-------- TASK INPUT

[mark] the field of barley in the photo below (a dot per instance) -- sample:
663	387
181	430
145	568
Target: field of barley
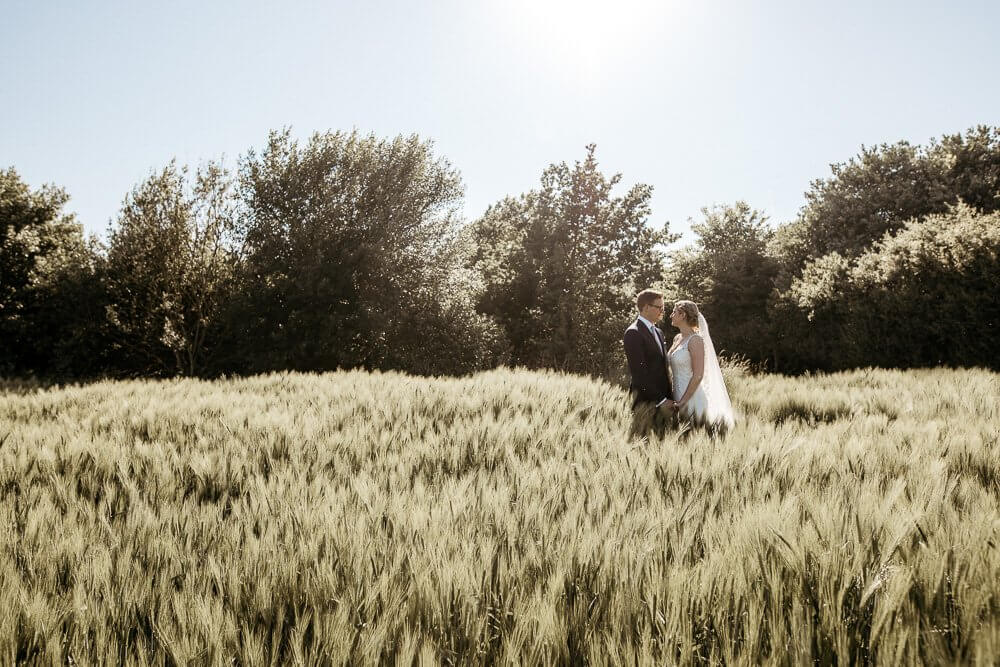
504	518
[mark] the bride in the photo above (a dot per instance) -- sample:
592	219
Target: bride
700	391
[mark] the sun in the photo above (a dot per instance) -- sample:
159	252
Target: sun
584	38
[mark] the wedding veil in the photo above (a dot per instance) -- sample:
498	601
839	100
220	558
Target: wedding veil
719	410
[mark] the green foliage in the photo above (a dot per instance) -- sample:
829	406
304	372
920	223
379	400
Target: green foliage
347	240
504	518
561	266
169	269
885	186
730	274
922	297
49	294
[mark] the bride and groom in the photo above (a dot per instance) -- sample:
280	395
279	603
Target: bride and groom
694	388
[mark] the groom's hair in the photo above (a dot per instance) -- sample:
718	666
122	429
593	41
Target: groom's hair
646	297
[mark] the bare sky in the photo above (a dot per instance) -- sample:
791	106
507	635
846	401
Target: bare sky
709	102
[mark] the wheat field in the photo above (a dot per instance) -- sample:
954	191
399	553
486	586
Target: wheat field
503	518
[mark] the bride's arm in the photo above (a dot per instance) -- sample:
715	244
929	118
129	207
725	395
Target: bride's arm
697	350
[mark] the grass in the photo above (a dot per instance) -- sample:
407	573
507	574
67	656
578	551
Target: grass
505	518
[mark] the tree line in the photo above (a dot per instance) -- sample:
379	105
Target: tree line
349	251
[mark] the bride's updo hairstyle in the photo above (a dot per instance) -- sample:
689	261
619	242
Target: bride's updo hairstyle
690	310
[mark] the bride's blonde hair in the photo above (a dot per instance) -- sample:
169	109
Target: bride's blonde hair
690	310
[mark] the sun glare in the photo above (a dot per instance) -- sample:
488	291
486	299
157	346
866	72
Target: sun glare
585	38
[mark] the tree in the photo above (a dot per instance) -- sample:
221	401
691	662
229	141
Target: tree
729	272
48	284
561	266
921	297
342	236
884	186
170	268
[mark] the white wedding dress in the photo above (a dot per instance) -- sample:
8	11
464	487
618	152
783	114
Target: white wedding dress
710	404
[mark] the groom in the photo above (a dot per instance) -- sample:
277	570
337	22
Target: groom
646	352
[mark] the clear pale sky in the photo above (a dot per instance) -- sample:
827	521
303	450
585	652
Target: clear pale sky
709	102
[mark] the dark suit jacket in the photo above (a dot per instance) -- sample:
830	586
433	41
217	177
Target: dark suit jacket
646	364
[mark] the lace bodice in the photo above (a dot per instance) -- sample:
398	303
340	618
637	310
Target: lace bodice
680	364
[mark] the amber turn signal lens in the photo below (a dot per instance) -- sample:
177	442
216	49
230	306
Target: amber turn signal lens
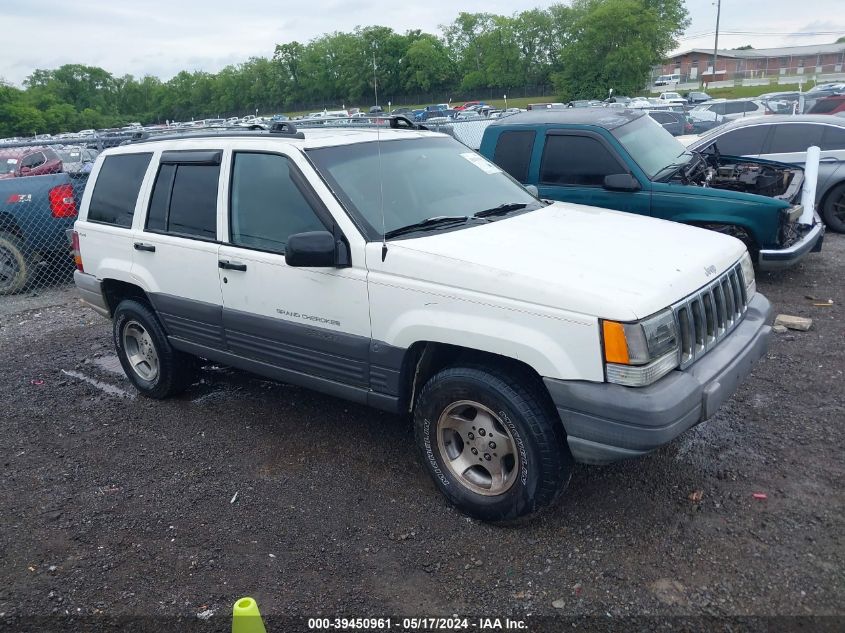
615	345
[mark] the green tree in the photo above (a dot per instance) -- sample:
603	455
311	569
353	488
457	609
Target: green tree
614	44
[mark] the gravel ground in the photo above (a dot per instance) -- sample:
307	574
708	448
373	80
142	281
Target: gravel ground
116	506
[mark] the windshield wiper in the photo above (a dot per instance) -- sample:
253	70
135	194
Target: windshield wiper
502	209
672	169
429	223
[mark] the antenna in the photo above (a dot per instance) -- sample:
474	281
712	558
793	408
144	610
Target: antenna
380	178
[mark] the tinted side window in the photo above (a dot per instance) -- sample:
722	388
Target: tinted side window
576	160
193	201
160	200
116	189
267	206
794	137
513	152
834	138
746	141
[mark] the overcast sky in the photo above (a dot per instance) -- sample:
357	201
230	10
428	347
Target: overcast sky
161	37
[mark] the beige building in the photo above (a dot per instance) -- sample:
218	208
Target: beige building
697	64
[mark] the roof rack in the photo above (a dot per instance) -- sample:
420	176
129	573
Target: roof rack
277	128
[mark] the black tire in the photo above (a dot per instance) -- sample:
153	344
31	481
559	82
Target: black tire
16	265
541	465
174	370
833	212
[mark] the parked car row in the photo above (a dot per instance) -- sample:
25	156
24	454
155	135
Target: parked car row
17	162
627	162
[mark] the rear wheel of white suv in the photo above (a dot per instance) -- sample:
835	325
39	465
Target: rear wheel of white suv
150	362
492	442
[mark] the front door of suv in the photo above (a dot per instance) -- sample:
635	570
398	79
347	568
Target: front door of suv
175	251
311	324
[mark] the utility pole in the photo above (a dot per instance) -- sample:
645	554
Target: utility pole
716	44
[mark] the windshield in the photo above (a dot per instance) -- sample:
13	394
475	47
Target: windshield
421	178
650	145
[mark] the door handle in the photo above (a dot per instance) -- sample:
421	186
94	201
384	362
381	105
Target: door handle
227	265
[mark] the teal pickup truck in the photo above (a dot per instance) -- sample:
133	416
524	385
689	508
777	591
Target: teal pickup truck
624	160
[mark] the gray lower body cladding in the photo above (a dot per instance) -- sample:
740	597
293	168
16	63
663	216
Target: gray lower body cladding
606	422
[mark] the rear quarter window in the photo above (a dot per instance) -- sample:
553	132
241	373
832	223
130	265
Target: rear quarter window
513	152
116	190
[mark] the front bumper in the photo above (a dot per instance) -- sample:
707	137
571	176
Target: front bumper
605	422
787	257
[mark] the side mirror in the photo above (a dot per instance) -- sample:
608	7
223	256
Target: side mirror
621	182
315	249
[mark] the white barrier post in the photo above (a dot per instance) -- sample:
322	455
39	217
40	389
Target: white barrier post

----------------

Return the records above verbatim, leaving out images.

[mark] the field of barley in the photo below (a dot per instance) -- sample:
663	387
181	430
145	568
Target: field of barley
504	518
[mark] the bride in the photo above (a dot per instance) -- sample:
592	219
Target: bride
700	391
[mark] the sun in the photo above (a dot per instance) -- sample:
159	252
Target: sun
584	38
[mark] the wedding veil in the photo above (a dot per instance) -- sample:
498	601
839	100
220	558
Target: wedding veil
719	410
[mark] the green foliage in the photo above (a dot per instance) -- sample:
829	406
304	372
920	223
379	400
Target: green foliage
347	240
504	518
561	266
169	269
885	186
730	274
922	297
49	294
[mark] the bride and groom in the photo above (a dot per instance) -- sample:
280	395
279	603
Target: bride and groom
694	388
[mark] the groom's hair in the photo above (a dot per instance) -- sample:
718	666
122	429
593	41
Target: groom's hair
646	297
[mark] the bare sky in the photo above (a dot per instance) -- sample:
791	106
507	635
846	401
Target: bare sky
709	102
[mark] the wheat field in the photo above (a dot per instance) -- sample:
954	191
399	553
486	586
Target: wheat field
503	518
[mark] the bride's arm in the photo above (a dot per instance) -- sample:
715	244
929	118
129	207
725	395
Target: bride's arm
697	350
[mark] the grass in the photo above (a dot per instance) -- sample:
407	573
507	574
67	656
578	551
Target: grass
505	518
[mark] the tree line in the photo above (a dot per instance) -- sample:
379	105
Target: tree line
349	251
[mark] the bride's updo hairstyle in the photo above (a dot per instance) -- sample:
689	261
619	242
Target: bride's updo hairstyle
690	310
[mark] the bride's blonde hair in the photo above (a dot per instance) -- sample:
169	109
Target: bride's blonde hair
690	310
[mark] the sun glare in the photo above (a dot per instance) -- sample:
488	291
486	299
157	346
866	72
Target: sun glare
585	38
[mark] the tree in the photo above (a dot per instance) -- sample:
221	401
691	662
229	141
Target: tree
729	272
48	284
561	266
921	297
342	236
884	186
170	268
[mark] the white wedding dress in the photo above (a dot per instance) -- sample:
8	11
464	487
618	152
783	114
Target: white wedding dress
710	404
[mark] the groom in the photo above (a dot per instance) -- sample:
277	570
337	22
Target: groom
646	352
[mark] the clear pale sky in the photo above (a dot per instance) -- sample:
827	521
303	450
585	652
Target: clear pale sky
709	102
[mark] the dark suit jacket in the photo above (a dot per instance) -- sample:
830	586
433	41
217	177
Target: dark suit jacket
646	364
[mark] the lace bodice in the photo above (a dot per instance) -- sample:
398	303
340	618
637	310
Target: lace bodice
680	364
[mark] the amber turn signal lens in the photo below (a dot per instance) -- sample:
177	442
216	49
230	306
Target: amber turn signal lens
615	345
[mark] the green tree in the photo above (a dot per instance) -- sample:
603	455
311	569
353	488
457	609
Target: green tree
614	44
[mark] the gravel ground in the photo above (a dot per instance) -- sample:
307	574
708	448
373	80
142	281
Target: gravel ground
116	506
[mark] the windshield wiper in the photo above (a dot per instance) -- sample:
253	70
135	194
Target: windshield wiper
502	209
672	169
429	223
[mark] the antenna in the photo above (a dot per instance) -- sample:
474	281
712	558
793	408
144	610
Target: antenna
380	178
[mark] the tinted side window in the photo above (a dot per instance) -- sample:
722	388
Target: tinted side window
576	160
193	201
160	200
116	189
267	206
794	137
513	152
834	138
746	141
[mark] the overcast sky in the photo above (a dot per instance) -- sample:
357	201
230	10
428	347
Target: overcast sky
161	37
[mark] the beige building in the photo above (a dot per instance) -- sample:
218	208
Target: beige building
697	64
[mark] the roof rack in the photo above (a dot per instance) -- sample:
420	176
129	573
Target: roof rack
277	128
[mark] the black tire in the photo above (a dot per instance) -- sample:
153	344
31	481
559	82
Target: black tire
16	265
541	465
174	370
833	212
[mark] the parked car row in the photo above (a dot per instance) -- sample:
25	156
24	454
155	135
Target: parked car row
17	162
627	162
[mark] the rear wheel of white suv in the photo above (a dot per instance) -- sample:
835	325
39	465
Target: rear wheel of white suv
150	362
492	442
[mark] the front door of suv in the photo above (a dot per instance) -- sample:
635	570
398	79
347	568
Target: front door of suv
175	251
311	324
[mark] the utility pole in the photo above (a dot per instance) -- sample:
645	554
Target: utility pole
716	44
[mark] the windshield in the photo above (a dot per instance) -- sample:
13	394
475	47
Target: windshield
421	178
650	145
[mark] the door handle in the photo above (a dot per instance) -- sample:
421	186
94	201
384	362
381	105
Target: door handle
227	265
[mark] the teal pickup truck in the photo above (a dot per instance) -- sample:
133	416
524	385
689	508
777	591
Target: teal pickup truck
624	160
[mark] the gray lower body cladding in the photo above (a dot per instance) -- sample:
740	597
293	168
16	63
663	216
Target: gray lower body cladding
606	422
[mark] the rear quarter window in the photo above (a dot per instance) -- sample:
553	132
241	373
832	223
130	265
Target: rear quarter window
513	152
116	190
[mark] the front bumper in the photo above (a dot per instance) -- sample:
707	137
571	176
Target: front bumper
605	422
787	257
[mark] the side mirror in the photo above (a dot per instance) -- sample:
608	7
223	256
Target: side mirror
621	182
315	249
[mark] the white barrier post in the photo above (a dot per instance) -- sample:
322	455
39	217
40	389
Target: white barrier post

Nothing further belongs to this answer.